*TASKS FOR THIS EXERCISE*.
- A) Edit the sslh git repo message from "OK, somehow I" to "and documentation corrections.". Write that stretch out again with "Github" replaced by "Bitbucket".
- B) Multiply every bounding-box coordinate in the answers by 0.65 and round each to a whole number, with halves going up. Rewrite the bounding-box records from their start to the line with "[[350, 226, 396, 284]]", both ends included, requests and all, giving only those lines and leaving out the pictures.

*PASSAGE GIVEN*.
------------------------------------------------------------
[sslh] git repo?

Jon Spriggs jon at sprig.gs
Wed Jul 10 15:19:37 CEST 2013


OK, somehow I completely failed to finish my train of thought (that'll
teach me to ... erm, do stuff, in erm ... something? :) )

Anyway, yehr, I tried running my own, but ultimately the ease of use
with Github won me over, and in the longer term got me several
drive-by commits on typos and documentation corrections.

Rgds,
--
Jon "The Nice Guy" Spriggs


On 10 July 2013 14:16, Jon Spriggs <jon at sprig.gs> wrote:
> Yves,
>
> In my opinion (and I might be in the minority here - my main use of
> Git has been with PHP, not a compiled language), I'd use a common
> central system with good issue and pull tracking facilities - such as
> Github or GitLab.
>
> I tried running my own Git repos for several of my projects, and
> ultimately, the stability and interface within Github, as well as the
> simplicity of cloning and tracking when online, plus permitting very
> simple drive-by commits (there's an inbuilt edit button now, which
> clones the repo and opens the file in your personal repo, and once
> you've done your edit then offers to submit a pull request - it's all
> an inline process, which is nice).
------------------------------------------------------------
Bounding-box records
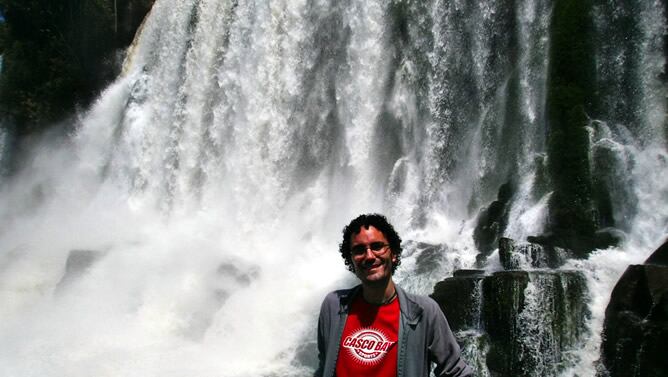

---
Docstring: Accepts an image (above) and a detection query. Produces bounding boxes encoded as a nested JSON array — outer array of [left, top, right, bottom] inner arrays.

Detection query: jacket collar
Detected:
[[339, 284, 422, 325]]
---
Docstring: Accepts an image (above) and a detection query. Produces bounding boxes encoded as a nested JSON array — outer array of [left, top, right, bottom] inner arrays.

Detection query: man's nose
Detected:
[[364, 245, 376, 259]]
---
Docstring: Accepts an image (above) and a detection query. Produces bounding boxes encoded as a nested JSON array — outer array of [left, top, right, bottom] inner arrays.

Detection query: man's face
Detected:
[[350, 226, 396, 284]]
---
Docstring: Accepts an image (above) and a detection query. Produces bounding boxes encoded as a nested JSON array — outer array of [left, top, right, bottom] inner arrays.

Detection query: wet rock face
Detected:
[[599, 242, 668, 377], [431, 270, 588, 376], [499, 238, 572, 270], [473, 183, 513, 266]]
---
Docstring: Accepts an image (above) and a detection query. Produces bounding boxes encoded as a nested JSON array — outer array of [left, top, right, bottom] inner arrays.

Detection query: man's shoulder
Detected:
[[396, 284, 440, 314], [323, 286, 359, 304]]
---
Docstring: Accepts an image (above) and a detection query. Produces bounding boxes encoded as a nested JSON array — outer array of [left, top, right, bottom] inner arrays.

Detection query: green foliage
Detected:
[[547, 0, 597, 256], [0, 0, 125, 134]]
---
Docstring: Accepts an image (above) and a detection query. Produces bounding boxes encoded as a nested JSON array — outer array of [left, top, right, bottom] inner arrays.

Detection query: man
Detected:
[[315, 214, 473, 377]]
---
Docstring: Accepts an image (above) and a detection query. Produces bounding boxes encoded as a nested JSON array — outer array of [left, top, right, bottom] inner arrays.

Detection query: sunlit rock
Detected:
[[499, 238, 572, 270]]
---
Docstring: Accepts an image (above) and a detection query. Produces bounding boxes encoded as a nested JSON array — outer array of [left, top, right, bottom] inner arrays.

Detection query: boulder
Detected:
[[473, 183, 513, 266], [56, 250, 104, 293], [599, 243, 668, 377]]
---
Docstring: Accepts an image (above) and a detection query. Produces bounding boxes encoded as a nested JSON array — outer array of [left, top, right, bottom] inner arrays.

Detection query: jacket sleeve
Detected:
[[426, 299, 473, 377], [313, 298, 330, 377]]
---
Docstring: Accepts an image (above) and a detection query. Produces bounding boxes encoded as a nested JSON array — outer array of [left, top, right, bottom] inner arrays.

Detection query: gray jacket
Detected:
[[315, 285, 473, 377]]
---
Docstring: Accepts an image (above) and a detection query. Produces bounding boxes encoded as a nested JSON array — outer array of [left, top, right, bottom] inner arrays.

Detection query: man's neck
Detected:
[[362, 279, 397, 305]]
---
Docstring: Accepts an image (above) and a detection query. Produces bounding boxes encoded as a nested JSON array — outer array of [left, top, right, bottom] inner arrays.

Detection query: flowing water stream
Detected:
[[0, 0, 668, 377]]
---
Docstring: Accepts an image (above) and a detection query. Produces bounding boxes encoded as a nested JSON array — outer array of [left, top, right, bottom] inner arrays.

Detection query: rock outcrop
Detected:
[[599, 241, 668, 377]]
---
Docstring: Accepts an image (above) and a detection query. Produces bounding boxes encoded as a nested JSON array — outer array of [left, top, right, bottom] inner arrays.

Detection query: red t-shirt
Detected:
[[336, 294, 399, 377]]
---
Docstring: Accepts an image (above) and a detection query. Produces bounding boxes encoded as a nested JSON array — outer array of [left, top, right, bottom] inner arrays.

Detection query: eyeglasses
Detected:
[[350, 242, 390, 255]]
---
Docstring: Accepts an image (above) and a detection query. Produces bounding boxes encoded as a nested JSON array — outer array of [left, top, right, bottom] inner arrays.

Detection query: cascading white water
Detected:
[[0, 0, 668, 377]]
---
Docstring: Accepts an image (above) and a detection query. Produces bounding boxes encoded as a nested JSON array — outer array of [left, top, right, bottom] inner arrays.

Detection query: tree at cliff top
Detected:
[[0, 0, 152, 135]]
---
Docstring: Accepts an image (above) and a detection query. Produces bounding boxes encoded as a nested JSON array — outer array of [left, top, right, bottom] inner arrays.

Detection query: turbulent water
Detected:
[[0, 0, 668, 377]]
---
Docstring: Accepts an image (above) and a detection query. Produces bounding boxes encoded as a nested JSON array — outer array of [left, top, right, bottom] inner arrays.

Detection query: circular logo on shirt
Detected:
[[343, 329, 395, 364]]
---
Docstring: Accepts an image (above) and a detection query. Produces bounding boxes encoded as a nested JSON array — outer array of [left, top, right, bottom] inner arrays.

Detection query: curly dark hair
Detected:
[[339, 213, 403, 273]]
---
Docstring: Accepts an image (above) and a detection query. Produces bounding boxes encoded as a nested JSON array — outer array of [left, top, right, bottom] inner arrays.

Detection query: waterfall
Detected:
------------------------------------------------------------
*SOLUTIONS FOR EACH TASK*.
- A)
OK, somehow I completely failed to finish my train of thought (that'll
teach me to ... erm, do stuff, in erm ... something? :) )

Anyway, yehr, I tried running my own, but ultimately the ease of use
with Bitbucket won me over, and in the longer term got me several
drive-by commits on typos and documentation corrections.

- B)
---
Docstring: Accepts an image (above) and a detection query. Produces bounding boxes encoded as a nested JSON array — outer array of [left, top, right, bottom] inner arrays.

Detection query: jacket collar
Detected:
[[220, 185, 274, 211]]
---
Docstring: Accepts an image (above) and a detection query. Produces bounding boxes encoded as a nested JSON array — outer array of [left, top, right, bottom] inner arrays.

Detection query: man's nose
Detected:
[[237, 159, 244, 168]]
---
Docstring: Accepts an image (above) and a detection query. Produces bounding boxes encoded as a nested JSON array — outer array of [left, top, right, bottom] inner arrays.

Detection query: man's face
Detected:
[[228, 147, 257, 185]]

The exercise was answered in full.